- Given passage -
You are viewing a plain text version of this content. The canonical link for it is here.
Posted to solr-user@lucene.apache.org by Dmitry Kan <so...@gmail.com> on 2013/04/17 16:27:30 UTC

Re: Rejecting document already existing in different shard.

Hi,

Although we use logical sharding, there are cases in our environment as you
described. We handle them manually:

0. prepare new version of a document
1. remove the old version of the document
2. post it and commit

With logical sharding it is relatively easy, but we do need to store
location metadata in a DB.

In your case, have you had a look onto this:

http://wiki.apache.org/solr/Deduplication

Other things that come to mind: store the parameters of hashing and then
find a link between new and parameters of the "same" document.

- Input for this task -

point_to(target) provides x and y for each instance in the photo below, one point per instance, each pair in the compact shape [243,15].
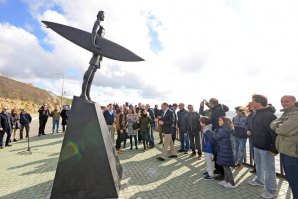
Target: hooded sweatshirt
[208,140]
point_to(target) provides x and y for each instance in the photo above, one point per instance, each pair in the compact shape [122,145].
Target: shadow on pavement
[38,191]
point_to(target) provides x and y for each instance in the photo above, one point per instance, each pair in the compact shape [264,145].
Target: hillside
[22,95]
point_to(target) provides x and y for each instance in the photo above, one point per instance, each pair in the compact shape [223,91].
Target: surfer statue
[94,63]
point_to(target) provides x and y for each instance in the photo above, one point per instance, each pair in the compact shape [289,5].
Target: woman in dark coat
[65,114]
[225,156]
[145,122]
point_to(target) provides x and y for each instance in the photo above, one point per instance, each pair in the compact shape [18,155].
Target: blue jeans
[265,169]
[251,147]
[290,165]
[239,146]
[184,140]
[55,123]
[151,141]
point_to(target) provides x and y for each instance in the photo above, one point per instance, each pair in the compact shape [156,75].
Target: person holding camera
[44,114]
[132,130]
[25,120]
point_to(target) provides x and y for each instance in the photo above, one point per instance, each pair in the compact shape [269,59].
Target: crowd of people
[222,140]
[13,123]
[209,132]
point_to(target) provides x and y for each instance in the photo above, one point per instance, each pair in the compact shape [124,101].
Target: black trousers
[119,139]
[42,126]
[7,138]
[136,141]
[139,136]
[63,127]
[27,128]
[218,167]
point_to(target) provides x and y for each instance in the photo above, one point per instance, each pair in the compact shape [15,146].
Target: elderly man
[167,123]
[6,126]
[264,147]
[183,137]
[286,128]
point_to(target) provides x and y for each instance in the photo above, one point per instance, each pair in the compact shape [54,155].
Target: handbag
[135,126]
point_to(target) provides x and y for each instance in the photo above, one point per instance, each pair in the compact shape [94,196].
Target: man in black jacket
[6,126]
[109,116]
[167,123]
[44,113]
[192,127]
[152,125]
[217,110]
[264,146]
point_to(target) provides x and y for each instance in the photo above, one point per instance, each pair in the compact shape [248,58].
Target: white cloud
[226,49]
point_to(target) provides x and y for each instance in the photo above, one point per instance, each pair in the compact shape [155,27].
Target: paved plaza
[31,176]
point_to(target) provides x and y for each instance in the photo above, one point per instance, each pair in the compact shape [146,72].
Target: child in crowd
[224,150]
[207,146]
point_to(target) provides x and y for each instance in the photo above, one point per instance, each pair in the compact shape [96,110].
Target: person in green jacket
[145,122]
[286,128]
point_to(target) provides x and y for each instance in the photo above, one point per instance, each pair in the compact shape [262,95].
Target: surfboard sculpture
[83,39]
[88,165]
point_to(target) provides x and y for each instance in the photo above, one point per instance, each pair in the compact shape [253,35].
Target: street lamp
[62,74]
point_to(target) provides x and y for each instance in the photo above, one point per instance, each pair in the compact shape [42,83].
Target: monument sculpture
[88,165]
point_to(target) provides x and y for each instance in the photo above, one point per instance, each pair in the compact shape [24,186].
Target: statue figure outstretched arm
[96,29]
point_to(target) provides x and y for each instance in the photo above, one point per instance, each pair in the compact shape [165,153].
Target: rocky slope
[22,95]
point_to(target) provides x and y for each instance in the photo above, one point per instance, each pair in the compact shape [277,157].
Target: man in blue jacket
[167,123]
[264,146]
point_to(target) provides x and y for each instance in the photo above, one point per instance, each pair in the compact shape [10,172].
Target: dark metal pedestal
[88,164]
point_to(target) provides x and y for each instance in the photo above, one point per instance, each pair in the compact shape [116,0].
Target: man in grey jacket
[192,127]
[287,140]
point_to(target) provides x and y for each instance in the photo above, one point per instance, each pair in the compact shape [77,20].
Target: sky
[193,50]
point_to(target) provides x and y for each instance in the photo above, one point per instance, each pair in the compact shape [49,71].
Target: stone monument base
[88,165]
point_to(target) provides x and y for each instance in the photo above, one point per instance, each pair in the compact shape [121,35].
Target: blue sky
[188,44]
[17,13]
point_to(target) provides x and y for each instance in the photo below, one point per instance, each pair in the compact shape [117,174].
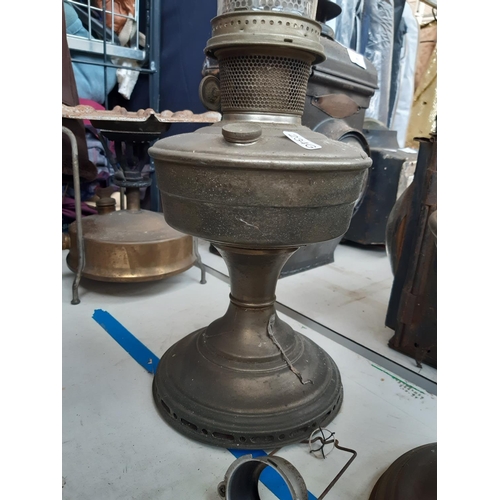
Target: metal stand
[78,213]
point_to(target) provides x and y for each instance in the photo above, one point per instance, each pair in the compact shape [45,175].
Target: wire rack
[103,20]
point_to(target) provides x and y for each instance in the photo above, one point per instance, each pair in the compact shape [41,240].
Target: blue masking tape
[149,361]
[129,342]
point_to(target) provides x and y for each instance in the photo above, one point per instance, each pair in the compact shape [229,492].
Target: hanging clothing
[93,81]
[404,87]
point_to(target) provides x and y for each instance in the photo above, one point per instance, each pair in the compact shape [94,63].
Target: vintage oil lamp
[258,185]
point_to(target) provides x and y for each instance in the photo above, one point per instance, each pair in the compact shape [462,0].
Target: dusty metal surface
[413,476]
[258,185]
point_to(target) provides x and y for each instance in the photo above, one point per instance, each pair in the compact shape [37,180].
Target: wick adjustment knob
[241,133]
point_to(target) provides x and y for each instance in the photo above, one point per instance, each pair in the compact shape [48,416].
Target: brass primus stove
[258,185]
[131,244]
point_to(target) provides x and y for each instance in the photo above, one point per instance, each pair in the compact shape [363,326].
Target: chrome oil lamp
[258,185]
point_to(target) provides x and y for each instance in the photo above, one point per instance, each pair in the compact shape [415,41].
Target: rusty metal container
[411,245]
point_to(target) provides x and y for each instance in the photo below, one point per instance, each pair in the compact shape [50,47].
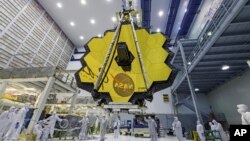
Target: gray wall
[225,98]
[202,103]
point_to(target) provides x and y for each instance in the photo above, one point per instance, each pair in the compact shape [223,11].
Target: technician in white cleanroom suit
[152,128]
[200,131]
[84,128]
[103,127]
[17,123]
[52,122]
[5,120]
[38,130]
[117,125]
[177,129]
[219,128]
[245,115]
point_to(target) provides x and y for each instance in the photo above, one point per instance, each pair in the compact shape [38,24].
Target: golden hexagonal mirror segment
[127,64]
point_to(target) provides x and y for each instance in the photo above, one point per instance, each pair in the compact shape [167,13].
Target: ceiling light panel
[59,5]
[72,23]
[92,21]
[160,13]
[83,2]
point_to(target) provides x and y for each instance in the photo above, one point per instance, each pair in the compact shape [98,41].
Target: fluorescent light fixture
[72,23]
[114,19]
[81,37]
[59,5]
[137,16]
[92,21]
[30,89]
[11,89]
[209,33]
[83,2]
[160,13]
[225,67]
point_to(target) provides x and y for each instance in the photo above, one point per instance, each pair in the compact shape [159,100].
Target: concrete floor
[110,137]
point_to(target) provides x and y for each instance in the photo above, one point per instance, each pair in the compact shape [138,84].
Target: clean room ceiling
[83,19]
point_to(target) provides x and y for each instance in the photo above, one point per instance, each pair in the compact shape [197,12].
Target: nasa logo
[123,85]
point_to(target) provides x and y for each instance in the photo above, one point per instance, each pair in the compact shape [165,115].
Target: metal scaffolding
[189,52]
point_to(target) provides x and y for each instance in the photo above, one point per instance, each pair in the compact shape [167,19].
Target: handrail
[205,36]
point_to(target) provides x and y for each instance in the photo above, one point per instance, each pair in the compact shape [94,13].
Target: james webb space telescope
[128,64]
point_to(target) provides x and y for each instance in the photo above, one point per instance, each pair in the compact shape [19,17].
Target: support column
[73,103]
[3,87]
[40,104]
[193,95]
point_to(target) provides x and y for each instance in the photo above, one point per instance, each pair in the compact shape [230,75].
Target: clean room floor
[110,137]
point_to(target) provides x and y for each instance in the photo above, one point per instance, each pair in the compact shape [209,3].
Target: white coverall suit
[222,133]
[152,128]
[52,122]
[17,123]
[117,128]
[200,131]
[84,128]
[6,119]
[38,130]
[103,126]
[178,129]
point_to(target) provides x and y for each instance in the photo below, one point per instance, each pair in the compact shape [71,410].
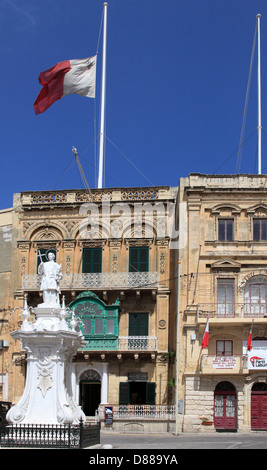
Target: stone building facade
[113,246]
[223,282]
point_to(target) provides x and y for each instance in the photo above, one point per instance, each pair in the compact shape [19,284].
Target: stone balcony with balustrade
[97,281]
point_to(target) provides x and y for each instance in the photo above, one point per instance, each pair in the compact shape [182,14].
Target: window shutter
[150,393]
[43,252]
[92,260]
[138,259]
[124,393]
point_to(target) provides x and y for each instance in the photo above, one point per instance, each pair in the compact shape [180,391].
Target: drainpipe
[177,351]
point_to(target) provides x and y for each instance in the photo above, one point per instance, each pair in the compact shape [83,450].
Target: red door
[225,410]
[259,410]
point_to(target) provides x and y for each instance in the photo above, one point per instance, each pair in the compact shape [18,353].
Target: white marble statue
[51,275]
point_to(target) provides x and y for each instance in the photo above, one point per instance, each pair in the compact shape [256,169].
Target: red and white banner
[67,77]
[205,340]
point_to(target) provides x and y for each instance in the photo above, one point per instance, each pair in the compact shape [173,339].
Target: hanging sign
[224,362]
[257,357]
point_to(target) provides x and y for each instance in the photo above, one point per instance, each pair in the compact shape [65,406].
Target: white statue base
[50,346]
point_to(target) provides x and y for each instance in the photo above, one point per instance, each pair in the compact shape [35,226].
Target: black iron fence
[50,435]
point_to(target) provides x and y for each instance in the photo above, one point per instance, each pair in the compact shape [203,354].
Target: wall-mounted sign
[257,357]
[224,362]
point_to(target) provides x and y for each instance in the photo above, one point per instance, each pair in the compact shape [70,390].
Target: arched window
[256,296]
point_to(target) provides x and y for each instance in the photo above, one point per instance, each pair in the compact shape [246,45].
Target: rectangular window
[226,230]
[92,260]
[42,255]
[259,230]
[138,324]
[224,348]
[138,259]
[225,297]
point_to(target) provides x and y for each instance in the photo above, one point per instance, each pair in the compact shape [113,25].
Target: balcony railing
[217,364]
[122,343]
[89,281]
[230,310]
[137,343]
[141,412]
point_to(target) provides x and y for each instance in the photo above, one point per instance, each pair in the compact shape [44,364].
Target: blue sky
[177,74]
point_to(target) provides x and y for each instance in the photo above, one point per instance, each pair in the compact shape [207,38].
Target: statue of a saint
[51,275]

- Directions -
a – Print the forum reply on duplicate documents across shards word for word, from "Although we use" to "metadata in a DB.".
b – How many lines of the listing contain the word "below"? Reply with the number alone.

- Problem solutions -
a –
Although we use logical sharding, there are cases in our environment as you
described. We handle them manually:

0. prepare new version of a document
1. remove the old version of the document
2. post it and commit

With logical sharding it is relatively easy, but we do need to store
location metadata in a DB.

b – 4